■ ACTIONS TO TAKE ■
a) Rewrite the part of the Whaler article that opens with the words containing "The album was" and closes with "Billboard 200 chart.", replacing "Adult Contemporary" with "Hot Dance".
b) According to the Whaler article, what position did the single "Right Beside You" reach in the UK?

■ DOCUMENT SEGMENT ■
+ + +

Studio album by Sophie B. Hawkins
- Released: August 2, 1994
- Recorded: March – June 1994
- Genre: Pop
- Length: 47:48
- Label: Columbia
- Producer: Stephen Lipson

Sophie B. Hawkins chronology
| Tongues and Tails (1992) | Whaler (1994) | Timbre (1999) |

Singles from Whaler
- "Right Beside You" Released: July 25, 1994; "Don't Don't Tell Me No" Released: November 14, 1994; "As I Lay Me Down" Released: February 7, 1995; "Did We Not Choose Each Other" Released: 1995; "Only Love (The Ballad of Sleeping Beauty)" Released: 1996;

= Whaler (album) =

Whaler is the second album by American singer-songwriter Sophie B. Hawkins, released in 1994 on Columbia Records. The release was preceded by the single "Right Beside You", which reached No. 56 on the Billboard Hot 100 chart, but did much better in the UK, where it peaked at No. 13.

The album was not as commercially successful as her debut album Tongues and Tails two years earlier; however, the sales picked up after the third single, "As I Lay Me Down", released at the beginning of 1995, went to No. 1 on the Adult Contemporary chart. Consequently, the album managed to climb to No. 65 on the Billboard 200 chart.

Professional ratings
Review scores
| Source | Rating |
| AllMusic | Star |
| Robert Christgau | (dud) |
| The Encyclopedia of Popular Music | Star |
| Entertainment Weekly | B+ |
| Knoxville News Sentinel | Star |
| Los Angeles Times | Star |
| People Magazine | (mixed) |
| Rolling Stone | Star |

==Critical reception==

The critical reception was mixed. Paul Evans of Rolling Stone said that the album did not quite live up to the standard and expectations set by her debut. The Los Angeles Times review noted that Hawkins tries to knit "a crazy quilt of styles" trying to combine different influences but the experimentation does not pay off and "unravels at the seams", and the only tracks that do work are the mainstream ones, such as the "dance-floor-friendly" opening track "Right Beside You" and the "anguished" ballad "I Need Nothing Else". Other reviews were more favorable, praising the album's subdued and subtle melodies, which make the album overall more consistent than her debut outing, and describing some tracks as "irresistibly catchy".

+ + +

■ RAW DATA ■
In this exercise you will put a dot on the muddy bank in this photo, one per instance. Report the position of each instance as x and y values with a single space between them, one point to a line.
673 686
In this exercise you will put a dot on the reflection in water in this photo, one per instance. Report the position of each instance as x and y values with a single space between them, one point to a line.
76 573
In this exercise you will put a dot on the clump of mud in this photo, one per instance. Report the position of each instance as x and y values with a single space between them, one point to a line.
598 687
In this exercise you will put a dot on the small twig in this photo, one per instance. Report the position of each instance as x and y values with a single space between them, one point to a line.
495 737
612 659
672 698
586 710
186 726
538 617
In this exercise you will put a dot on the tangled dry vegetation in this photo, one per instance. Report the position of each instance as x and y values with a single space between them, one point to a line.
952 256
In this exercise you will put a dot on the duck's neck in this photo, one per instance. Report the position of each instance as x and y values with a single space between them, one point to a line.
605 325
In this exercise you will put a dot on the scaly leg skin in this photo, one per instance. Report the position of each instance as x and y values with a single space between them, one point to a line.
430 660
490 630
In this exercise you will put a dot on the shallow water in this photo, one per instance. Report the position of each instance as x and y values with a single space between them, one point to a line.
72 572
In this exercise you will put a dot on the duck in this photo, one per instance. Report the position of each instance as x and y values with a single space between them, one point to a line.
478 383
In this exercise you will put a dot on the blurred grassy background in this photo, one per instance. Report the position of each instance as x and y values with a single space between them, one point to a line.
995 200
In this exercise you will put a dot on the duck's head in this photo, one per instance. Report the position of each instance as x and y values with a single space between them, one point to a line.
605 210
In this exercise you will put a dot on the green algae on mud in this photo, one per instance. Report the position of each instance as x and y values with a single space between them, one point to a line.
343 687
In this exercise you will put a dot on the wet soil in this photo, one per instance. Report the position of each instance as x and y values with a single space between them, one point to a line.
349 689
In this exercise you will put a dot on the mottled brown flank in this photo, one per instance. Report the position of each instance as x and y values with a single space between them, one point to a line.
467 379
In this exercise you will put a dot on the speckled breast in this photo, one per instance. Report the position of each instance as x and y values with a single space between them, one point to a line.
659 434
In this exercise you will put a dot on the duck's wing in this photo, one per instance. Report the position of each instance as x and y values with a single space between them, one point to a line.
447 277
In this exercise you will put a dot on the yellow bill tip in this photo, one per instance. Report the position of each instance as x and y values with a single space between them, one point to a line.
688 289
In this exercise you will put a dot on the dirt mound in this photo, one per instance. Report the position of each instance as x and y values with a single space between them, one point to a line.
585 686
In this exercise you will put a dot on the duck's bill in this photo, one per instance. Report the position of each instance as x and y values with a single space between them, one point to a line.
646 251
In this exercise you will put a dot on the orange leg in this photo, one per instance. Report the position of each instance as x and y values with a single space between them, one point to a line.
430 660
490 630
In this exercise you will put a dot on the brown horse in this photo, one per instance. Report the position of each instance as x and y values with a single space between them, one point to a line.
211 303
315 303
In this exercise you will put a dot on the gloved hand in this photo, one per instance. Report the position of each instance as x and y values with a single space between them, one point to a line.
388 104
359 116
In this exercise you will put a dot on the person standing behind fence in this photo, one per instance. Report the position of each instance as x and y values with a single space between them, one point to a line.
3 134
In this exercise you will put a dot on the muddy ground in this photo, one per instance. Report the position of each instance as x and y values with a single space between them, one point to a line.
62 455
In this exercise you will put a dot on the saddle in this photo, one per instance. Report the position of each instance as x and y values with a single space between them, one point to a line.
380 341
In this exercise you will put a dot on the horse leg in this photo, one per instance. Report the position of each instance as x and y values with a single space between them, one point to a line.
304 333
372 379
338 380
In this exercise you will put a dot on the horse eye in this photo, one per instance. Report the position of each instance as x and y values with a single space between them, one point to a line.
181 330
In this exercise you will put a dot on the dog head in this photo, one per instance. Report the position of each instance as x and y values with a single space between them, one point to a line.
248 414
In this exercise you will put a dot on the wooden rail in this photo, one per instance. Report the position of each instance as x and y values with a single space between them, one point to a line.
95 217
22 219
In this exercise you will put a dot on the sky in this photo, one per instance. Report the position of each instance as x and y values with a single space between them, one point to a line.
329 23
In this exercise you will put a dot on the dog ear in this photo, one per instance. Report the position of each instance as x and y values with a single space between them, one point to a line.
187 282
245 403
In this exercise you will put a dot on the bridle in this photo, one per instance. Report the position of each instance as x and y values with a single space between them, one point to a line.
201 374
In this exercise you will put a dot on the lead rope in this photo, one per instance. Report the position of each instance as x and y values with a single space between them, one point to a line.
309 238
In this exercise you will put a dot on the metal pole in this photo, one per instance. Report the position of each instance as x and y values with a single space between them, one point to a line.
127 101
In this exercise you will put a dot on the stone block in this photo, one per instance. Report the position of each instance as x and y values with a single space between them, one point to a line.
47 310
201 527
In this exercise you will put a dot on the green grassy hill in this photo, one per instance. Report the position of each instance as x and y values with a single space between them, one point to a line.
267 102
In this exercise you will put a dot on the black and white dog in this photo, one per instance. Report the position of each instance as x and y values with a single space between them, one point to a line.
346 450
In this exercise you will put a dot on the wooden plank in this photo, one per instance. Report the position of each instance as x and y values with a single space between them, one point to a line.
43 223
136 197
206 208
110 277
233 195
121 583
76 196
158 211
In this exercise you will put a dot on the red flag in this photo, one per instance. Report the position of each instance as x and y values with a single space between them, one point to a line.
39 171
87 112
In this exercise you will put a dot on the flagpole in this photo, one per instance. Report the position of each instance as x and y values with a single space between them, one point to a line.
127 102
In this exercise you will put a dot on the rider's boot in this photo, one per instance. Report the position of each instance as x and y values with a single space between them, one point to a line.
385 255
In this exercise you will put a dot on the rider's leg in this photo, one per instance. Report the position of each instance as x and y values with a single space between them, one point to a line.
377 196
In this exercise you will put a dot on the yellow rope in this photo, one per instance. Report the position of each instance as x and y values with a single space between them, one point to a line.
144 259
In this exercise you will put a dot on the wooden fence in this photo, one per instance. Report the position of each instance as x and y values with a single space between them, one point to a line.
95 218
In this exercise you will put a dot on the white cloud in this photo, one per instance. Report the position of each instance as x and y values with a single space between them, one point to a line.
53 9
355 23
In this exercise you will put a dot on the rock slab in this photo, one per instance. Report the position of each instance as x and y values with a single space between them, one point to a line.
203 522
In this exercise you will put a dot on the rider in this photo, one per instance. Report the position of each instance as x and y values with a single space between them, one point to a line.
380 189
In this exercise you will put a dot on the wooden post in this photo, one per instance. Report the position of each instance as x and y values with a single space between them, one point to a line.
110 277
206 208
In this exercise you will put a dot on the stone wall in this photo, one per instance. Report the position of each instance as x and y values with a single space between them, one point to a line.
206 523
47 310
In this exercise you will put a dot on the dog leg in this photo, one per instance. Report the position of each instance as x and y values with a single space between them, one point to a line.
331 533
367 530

+ + +

■ ANSWERS FOR THE TASKS ■
a)
The album was not as commercially successful as her debut album Tongues and Tails two years earlier; however, the sales picked up after the third single, "As I Lay Me Down", released at the beginning of 1995, went to No. 1 on the Hot Dance chart. Consequently, the album managed to climb to No. 65 on the Billboard 200 chart.

b) It peaked at No. 13.